(Referring expression pointing data)
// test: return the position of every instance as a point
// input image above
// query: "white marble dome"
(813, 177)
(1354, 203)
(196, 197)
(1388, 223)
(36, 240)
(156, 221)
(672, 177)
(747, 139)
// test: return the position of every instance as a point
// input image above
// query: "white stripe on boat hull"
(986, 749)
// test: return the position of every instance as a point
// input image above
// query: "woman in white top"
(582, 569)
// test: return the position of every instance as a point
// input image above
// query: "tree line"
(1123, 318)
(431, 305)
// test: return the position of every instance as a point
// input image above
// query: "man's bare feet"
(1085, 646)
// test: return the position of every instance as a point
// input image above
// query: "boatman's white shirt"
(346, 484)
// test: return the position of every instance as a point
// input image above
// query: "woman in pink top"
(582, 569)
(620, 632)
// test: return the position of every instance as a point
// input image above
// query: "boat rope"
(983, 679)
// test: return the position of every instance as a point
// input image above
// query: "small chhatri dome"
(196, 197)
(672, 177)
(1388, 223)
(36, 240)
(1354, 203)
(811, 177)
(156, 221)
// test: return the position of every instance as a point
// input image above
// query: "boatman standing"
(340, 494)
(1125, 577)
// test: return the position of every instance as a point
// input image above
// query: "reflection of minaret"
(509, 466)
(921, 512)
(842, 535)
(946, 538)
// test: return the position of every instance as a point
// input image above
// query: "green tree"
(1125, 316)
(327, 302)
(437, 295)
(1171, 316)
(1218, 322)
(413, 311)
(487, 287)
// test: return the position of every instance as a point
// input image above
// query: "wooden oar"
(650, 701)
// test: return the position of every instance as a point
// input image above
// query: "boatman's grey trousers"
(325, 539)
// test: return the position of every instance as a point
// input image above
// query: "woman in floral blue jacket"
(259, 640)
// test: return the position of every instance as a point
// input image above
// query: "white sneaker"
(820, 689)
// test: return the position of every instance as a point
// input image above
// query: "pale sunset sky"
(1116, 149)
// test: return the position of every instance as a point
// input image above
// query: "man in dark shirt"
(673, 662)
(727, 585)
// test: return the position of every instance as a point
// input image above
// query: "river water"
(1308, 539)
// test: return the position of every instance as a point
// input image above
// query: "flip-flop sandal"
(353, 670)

*About this task*: In full and without alteration, retype the entries above.

*Problem solution*:
// test: return the position of every instance as a point
// input image above
// query: "white marble dome"
(813, 177)
(1354, 203)
(196, 197)
(1388, 223)
(36, 240)
(156, 221)
(672, 177)
(747, 139)
// test: return the position of every instance as a point
// input image above
// query: "white stripe on boat hull"
(986, 749)
// test: return the position of every instance as a point
// input image above
// query: "woman in white top"
(582, 569)
// test: return the position of every instance as a point
// input image above
// query: "tree line"
(1123, 318)
(431, 305)
// test: return the position of every instance as a point
// input image above
// query: "man's bare feet"
(1085, 646)
// test: return the position of every instance as a point
// input image above
// query: "boatman's white shirt"
(346, 484)
// test: return the position of every instance as a point
// input image above
// query: "woman in pink top"
(582, 569)
(620, 632)
// test: return the position of every instance as a point
// input image above
// query: "boat rope"
(983, 679)
// test: return the position of every instance as a point
// input image above
// query: "small chhatri dome"
(196, 197)
(672, 177)
(1388, 223)
(36, 240)
(1354, 203)
(811, 177)
(156, 221)
// test: return the position of every instance as a point
// input image above
// query: "boatman standing"
(340, 494)
(1125, 577)
// test: return the position of every instance as a point
// input image above
// query: "reflection of minaret"
(509, 466)
(921, 512)
(842, 535)
(946, 538)
// test: return the position of every instance as a point
// input image above
// query: "green tree"
(1125, 316)
(327, 302)
(437, 295)
(1171, 316)
(1218, 322)
(413, 311)
(487, 287)
// test: return the position of every instance as a point
// input image above
// query: "wooden oar"
(650, 701)
// test: return the position of every instance as a point
// input image above
// query: "boatman's grey trousers"
(325, 539)
// test: return the position of every instance as a point
// input image above
// query: "woman in floral blue jacket"
(259, 640)
// test: return the position of every instance as a point
// input image above
// query: "white sneaker"
(820, 689)
// test: return the position of every instance as a point
// input image above
// query: "pale sunset sky"
(1116, 149)
// test: return the position of every instance as a point
// input image above
// query: "man in dark shirt"
(673, 662)
(727, 585)
// test: return the position of every instance as a point
// input image above
// query: "river water"
(1308, 539)
// test: return the position of every instance as a point
// input image above
// query: "flip-flop sandal"
(353, 670)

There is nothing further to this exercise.